*** SOURCE MATERIAL ***

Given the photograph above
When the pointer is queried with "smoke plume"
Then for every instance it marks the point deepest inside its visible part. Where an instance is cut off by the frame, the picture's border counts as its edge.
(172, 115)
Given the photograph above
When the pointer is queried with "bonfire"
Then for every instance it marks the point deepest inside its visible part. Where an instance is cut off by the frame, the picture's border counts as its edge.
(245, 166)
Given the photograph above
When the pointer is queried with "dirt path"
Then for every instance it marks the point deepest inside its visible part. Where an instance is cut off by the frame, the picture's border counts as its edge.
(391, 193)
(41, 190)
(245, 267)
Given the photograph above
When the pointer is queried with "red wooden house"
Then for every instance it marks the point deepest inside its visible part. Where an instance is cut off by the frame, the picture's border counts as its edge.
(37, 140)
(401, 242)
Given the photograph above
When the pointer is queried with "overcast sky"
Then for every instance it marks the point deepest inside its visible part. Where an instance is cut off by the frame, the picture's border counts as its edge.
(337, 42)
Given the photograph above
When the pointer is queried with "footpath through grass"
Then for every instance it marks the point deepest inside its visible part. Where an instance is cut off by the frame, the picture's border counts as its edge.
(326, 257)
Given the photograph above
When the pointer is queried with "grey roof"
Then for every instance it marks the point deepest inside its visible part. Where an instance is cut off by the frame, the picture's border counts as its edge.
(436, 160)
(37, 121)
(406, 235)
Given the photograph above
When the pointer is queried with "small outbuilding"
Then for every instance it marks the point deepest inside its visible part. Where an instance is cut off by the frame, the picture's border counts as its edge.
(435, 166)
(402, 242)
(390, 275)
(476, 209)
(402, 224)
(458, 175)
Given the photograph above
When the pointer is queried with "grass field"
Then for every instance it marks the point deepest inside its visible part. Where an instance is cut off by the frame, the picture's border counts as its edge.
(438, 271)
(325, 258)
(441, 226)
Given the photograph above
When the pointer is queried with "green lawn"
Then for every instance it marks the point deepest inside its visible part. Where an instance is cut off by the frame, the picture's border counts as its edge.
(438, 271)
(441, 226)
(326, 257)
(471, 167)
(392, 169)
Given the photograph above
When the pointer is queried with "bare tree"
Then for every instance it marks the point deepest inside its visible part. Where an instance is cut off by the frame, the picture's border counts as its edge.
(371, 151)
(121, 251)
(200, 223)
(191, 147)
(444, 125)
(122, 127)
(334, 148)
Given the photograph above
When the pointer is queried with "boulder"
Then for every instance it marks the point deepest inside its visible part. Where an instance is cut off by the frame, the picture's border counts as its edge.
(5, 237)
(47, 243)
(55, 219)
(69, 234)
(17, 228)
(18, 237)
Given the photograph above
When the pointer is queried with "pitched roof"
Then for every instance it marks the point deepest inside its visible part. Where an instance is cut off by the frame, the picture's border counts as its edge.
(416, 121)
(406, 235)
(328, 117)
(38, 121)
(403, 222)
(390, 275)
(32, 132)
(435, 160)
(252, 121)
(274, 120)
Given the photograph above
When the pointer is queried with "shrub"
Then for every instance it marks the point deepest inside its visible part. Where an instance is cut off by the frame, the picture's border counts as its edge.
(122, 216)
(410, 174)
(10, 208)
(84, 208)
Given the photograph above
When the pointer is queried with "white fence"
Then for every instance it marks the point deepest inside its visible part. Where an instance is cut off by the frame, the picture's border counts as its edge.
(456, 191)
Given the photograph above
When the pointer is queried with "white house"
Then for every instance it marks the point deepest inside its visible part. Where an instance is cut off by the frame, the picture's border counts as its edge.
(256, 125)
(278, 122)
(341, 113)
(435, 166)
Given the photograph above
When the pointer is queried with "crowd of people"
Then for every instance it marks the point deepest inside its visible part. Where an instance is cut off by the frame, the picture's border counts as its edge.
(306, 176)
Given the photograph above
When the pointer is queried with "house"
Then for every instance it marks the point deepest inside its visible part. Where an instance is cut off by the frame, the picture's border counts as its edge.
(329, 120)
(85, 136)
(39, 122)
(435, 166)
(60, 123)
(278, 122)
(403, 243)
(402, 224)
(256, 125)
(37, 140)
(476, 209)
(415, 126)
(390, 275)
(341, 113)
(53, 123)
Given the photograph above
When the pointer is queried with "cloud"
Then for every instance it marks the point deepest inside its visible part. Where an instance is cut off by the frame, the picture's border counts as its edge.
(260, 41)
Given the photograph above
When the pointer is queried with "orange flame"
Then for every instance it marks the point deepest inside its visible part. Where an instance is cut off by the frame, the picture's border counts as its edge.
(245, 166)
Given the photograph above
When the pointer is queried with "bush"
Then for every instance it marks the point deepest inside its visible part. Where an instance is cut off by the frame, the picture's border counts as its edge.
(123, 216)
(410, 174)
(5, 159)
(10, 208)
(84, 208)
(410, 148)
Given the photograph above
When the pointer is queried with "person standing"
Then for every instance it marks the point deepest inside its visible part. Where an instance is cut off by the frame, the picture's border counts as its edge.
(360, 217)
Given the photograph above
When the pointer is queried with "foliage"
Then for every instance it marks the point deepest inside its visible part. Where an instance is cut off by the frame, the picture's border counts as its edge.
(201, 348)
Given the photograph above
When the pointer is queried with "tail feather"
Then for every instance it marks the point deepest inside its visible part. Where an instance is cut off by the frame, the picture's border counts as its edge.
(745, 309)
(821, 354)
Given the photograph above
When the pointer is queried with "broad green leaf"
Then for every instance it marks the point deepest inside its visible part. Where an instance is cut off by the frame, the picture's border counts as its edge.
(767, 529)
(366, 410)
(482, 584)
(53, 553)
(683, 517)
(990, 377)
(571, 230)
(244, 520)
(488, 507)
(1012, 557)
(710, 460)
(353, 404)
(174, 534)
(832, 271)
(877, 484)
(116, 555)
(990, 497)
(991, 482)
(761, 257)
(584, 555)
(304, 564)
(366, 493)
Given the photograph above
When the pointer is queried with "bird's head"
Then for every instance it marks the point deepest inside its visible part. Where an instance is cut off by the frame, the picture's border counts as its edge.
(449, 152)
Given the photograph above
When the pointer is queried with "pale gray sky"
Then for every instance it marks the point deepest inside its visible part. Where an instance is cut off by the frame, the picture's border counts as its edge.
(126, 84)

***

__REQUIRED WORK__: Go through the records above. Copy each line in which the string "grass" appears.

__WRITTEN RESPONSE__:
When the pointer is queried with "footpath through grass"
When the pointer is queried with "grass field"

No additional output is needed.